• EXERCISE: Print the first line of the material below and each line after it, exactly as written, ending with the line that contains "Target: desert ground".

• DATA IN THIS EXERCISE:
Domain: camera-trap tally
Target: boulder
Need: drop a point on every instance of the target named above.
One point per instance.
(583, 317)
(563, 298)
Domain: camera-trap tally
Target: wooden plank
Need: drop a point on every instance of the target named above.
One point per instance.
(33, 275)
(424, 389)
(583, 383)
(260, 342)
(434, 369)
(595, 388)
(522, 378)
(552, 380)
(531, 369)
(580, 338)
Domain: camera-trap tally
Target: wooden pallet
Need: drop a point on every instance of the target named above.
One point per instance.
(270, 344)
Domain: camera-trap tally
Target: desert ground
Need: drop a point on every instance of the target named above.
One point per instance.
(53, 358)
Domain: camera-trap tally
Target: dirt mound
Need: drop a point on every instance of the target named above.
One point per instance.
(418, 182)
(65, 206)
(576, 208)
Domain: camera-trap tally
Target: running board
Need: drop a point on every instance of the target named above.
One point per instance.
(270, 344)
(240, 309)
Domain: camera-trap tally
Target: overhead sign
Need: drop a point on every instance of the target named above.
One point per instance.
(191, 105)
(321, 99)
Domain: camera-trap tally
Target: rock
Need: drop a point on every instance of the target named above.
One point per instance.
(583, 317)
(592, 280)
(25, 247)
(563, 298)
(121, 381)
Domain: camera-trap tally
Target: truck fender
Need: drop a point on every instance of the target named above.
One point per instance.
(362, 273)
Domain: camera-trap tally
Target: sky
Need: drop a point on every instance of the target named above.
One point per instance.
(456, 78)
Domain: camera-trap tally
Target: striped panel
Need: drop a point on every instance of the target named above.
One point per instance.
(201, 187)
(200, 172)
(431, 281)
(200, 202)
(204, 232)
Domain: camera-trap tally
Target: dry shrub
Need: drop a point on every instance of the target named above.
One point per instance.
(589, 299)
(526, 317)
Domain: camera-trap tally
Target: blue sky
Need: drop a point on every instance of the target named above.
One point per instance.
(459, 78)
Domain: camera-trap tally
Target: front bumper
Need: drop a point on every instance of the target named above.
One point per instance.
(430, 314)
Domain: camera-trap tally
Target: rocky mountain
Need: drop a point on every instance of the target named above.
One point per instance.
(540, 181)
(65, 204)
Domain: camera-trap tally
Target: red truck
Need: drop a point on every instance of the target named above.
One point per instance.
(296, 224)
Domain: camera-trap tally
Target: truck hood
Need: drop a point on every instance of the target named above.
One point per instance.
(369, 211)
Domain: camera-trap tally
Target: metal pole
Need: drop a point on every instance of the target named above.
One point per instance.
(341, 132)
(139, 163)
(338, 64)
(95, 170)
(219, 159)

• ANSWER BELOW:
Domain: camera-trap tally
Target: boulder
Need: drop a point on every instance of the target named above.
One point per instance.
(583, 317)
(563, 298)
Domain: camera-trap tally
Target: wooden plank
Need: drop a point on every instance of the target named above.
One point per instance.
(33, 275)
(424, 389)
(583, 383)
(260, 342)
(434, 369)
(595, 388)
(522, 378)
(552, 380)
(531, 369)
(580, 338)
Domain: camera-trap tally
Target: wooden pallet
Need: drop a point on every instance of the target named above.
One point per instance.
(270, 344)
Domain: camera-trap tally
Target: desert ground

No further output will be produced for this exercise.